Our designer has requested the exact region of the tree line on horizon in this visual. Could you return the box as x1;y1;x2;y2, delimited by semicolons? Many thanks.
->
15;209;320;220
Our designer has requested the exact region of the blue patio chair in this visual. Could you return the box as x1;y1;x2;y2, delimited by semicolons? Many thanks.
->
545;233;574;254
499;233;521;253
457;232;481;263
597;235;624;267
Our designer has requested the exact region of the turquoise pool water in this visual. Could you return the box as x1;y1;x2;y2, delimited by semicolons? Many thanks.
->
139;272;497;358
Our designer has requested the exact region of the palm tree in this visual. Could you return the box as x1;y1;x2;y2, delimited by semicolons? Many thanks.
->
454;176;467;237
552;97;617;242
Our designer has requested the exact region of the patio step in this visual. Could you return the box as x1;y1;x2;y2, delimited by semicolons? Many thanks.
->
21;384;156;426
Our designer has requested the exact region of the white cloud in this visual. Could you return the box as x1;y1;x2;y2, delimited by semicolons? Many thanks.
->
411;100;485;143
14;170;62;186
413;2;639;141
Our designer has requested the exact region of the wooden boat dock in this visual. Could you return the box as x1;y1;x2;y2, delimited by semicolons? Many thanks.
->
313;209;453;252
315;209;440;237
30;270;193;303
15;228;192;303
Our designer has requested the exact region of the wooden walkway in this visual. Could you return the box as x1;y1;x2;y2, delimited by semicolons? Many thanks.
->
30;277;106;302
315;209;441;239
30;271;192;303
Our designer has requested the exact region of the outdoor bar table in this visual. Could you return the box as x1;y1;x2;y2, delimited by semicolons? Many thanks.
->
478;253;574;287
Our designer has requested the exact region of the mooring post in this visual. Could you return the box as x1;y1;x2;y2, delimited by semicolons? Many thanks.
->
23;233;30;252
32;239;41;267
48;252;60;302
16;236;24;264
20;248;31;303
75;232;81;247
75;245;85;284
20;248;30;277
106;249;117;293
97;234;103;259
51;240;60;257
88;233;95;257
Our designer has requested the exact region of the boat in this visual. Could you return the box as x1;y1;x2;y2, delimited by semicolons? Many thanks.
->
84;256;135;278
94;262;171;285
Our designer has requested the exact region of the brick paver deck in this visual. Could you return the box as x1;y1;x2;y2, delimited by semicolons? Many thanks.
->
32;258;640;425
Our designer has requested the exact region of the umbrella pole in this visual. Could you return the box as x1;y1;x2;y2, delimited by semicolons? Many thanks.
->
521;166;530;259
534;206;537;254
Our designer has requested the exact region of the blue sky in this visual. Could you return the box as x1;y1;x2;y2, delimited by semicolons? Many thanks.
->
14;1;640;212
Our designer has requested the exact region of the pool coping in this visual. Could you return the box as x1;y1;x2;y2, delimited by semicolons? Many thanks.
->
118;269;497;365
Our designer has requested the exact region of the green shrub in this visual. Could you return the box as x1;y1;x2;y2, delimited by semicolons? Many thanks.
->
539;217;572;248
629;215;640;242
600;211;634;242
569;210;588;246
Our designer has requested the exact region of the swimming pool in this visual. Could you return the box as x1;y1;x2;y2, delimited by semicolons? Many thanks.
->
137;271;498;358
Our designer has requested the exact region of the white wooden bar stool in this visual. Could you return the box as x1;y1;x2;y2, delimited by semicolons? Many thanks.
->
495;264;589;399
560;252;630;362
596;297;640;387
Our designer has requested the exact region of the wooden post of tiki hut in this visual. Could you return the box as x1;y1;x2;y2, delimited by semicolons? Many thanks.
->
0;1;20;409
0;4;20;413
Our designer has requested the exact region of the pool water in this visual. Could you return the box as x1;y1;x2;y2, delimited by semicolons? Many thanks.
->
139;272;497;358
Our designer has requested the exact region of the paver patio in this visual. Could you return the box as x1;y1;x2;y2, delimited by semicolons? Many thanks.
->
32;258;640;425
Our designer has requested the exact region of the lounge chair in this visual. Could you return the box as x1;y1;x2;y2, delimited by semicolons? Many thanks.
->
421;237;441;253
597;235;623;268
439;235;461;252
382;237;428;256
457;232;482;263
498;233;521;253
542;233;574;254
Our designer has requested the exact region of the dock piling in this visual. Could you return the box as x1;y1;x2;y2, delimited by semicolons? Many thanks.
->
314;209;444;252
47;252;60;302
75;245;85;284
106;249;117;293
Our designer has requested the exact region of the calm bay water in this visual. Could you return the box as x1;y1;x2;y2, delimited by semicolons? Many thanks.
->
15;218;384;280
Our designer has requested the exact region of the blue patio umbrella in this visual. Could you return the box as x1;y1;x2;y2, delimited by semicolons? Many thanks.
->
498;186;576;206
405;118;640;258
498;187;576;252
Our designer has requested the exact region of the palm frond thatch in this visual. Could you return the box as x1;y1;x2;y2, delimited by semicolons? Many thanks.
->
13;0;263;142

EXERCISE |
When you transcribe the listing, make each line match the original exactly.

REPLY |
Our designer has requested the exact region of the tree line on horizon in this visual. Could you return the box as x1;y1;x2;y2, delimited by semicolons? Many thanks.
->
15;209;320;220
Our designer has requested the exact region of the blue patio chair in this visual. Could you return the box as x1;y1;x2;y2, delimited by semicolons? Many thanks.
->
545;233;574;254
499;233;521;253
457;232;481;263
597;235;624;267
Our designer has requested the exact region of the turquoise pool water in this visual. Could you return the box as x1;y1;x2;y2, delimited by semicolons? Many thanks.
->
139;272;497;358
Our designer has requested the exact region of the palm tree in this visual. Could you return the box as x1;y1;x2;y2, delimited by semicolons? Many thanks.
->
454;176;467;237
552;97;617;242
Our designer has requested the exact region of the patio step in this visual. Could you return the box as x1;y1;x2;y2, delimited by semicolons? Many thanks.
->
21;384;156;426
Our designer has requested the exact region of the white cloud in this visual. Could you return the box as x1;y1;x2;y2, delimited by semicolons? Many thanks.
->
411;100;485;143
14;170;62;186
413;2;639;141
Our designer has requested the exact region of the wooden boat dock in this visual. Could you return the box as x1;y1;x2;y2, delimited by semicolons? Many thanks.
->
313;209;453;252
315;209;440;237
30;270;193;303
15;228;192;303
Our designer has requested the exact region of the wooden walkway in this visual. Could you return the box as x1;y1;x2;y2, delimited by semicolons? Many thanks.
->
30;277;106;302
315;209;441;239
30;271;192;303
Our designer has requested the exact region of the outdoor bar table in this visual. Could you return the box as x1;y1;x2;y2, delimited by semicolons? Many thanks.
->
478;253;574;287
Our designer has requested the exact region of the mooring post in this visual. Could you return the box as x1;y1;x2;y2, delimited by semicolons? Many thanks.
->
23;233;30;252
32;239;41;267
48;252;60;302
16;236;24;264
20;248;31;303
75;232;81;247
75;245;85;284
20;248;30;277
106;249;117;293
97;234;103;259
51;240;60;257
88;233;95;257
Our designer has requested the exact region of the boat in this visual. Could you return the box as x1;y1;x2;y2, delimited by semicolons? Many thanks.
->
84;256;135;278
94;262;171;285
Our designer has requested the exact region of the brick paver deck in this visual. Could you return the box as x1;y1;x2;y2, delimited by semicolons? Many thanks.
->
32;258;640;425
Our designer has requested the exact region of the umbrella pole in this visual. Could you return the box as x1;y1;x2;y2, delimited by semicolons? Many thanks.
->
521;166;530;259
534;206;537;254
Our designer has requested the exact region of the blue sky in this visual. Could you return the box as x1;y1;x2;y2, delimited by semicolons? Many thanks.
->
14;1;640;212
Our designer has requested the exact region of the pool coping in this visual. Could you return the box as x1;y1;x2;y2, delimited by semicolons? Many thanks.
->
118;269;497;365
Our designer has requested the exact region of the green shrub in this visual. Could you return the box as x1;y1;x2;y2, delimited by semicolons? Many thanks.
->
539;217;572;248
629;215;640;242
600;211;634;242
569;210;588;246
Our designer has requested the exact region of the swimming pool in this visual. Could you return the box as x1;y1;x2;y2, delimited by semicolons? Many thanks.
->
137;271;498;358
Our designer has requested the exact region of the white wooden bar stool in this visual. Could you return the box as x1;y1;x2;y2, delimited by semicolons? Many thanks.
->
495;264;589;399
560;252;630;362
596;297;640;387
Our designer has requested the exact region of the wooden post of tiki hut in this visual. Could you return the box as x1;y1;x2;y2, delimited by semicolons? Many thanks.
->
0;1;20;409
0;4;20;413
Our designer has requested the exact region of the pool water in this visual. Could you return the box as x1;y1;x2;y2, delimited by semicolons? Many thanks.
->
139;272;497;358
Our designer has requested the exact region of the paver patio in this visual. Could you return the box as x1;y1;x2;y2, delimited by semicolons? Many thanks.
->
32;258;640;425
Our designer has requested the exact region of the lounge chair in this visual. Could you return the box as x1;y1;x2;y2, delimited by semicolons? Many thanks.
->
421;237;441;253
597;235;623;268
439;235;461;252
382;237;428;256
457;232;482;263
498;233;521;253
542;233;574;254
Our designer has requested the exact region of the dock piling in this visual. Could you return the box as x1;y1;x2;y2, delimited by semicolons? Many thanks.
->
314;209;444;252
47;252;60;302
75;245;85;284
106;249;117;293
Our designer has requested the exact region of the calm bay water in this visual. Could you return the box as x1;y1;x2;y2, delimited by semicolons? Many thanks.
->
15;218;384;280
Our designer has requested the exact region of the blue patio umbrella in this visual. Could you return the box as x1;y1;x2;y2, delimited by semicolons? Many thanks.
->
498;186;576;206
405;118;640;258
498;187;576;252
Our designer has requested the exact region of the palm frond thatch in this visual. Could you return the box as x1;y1;x2;y2, delimited by semicolons? Many thanks.
->
13;0;263;142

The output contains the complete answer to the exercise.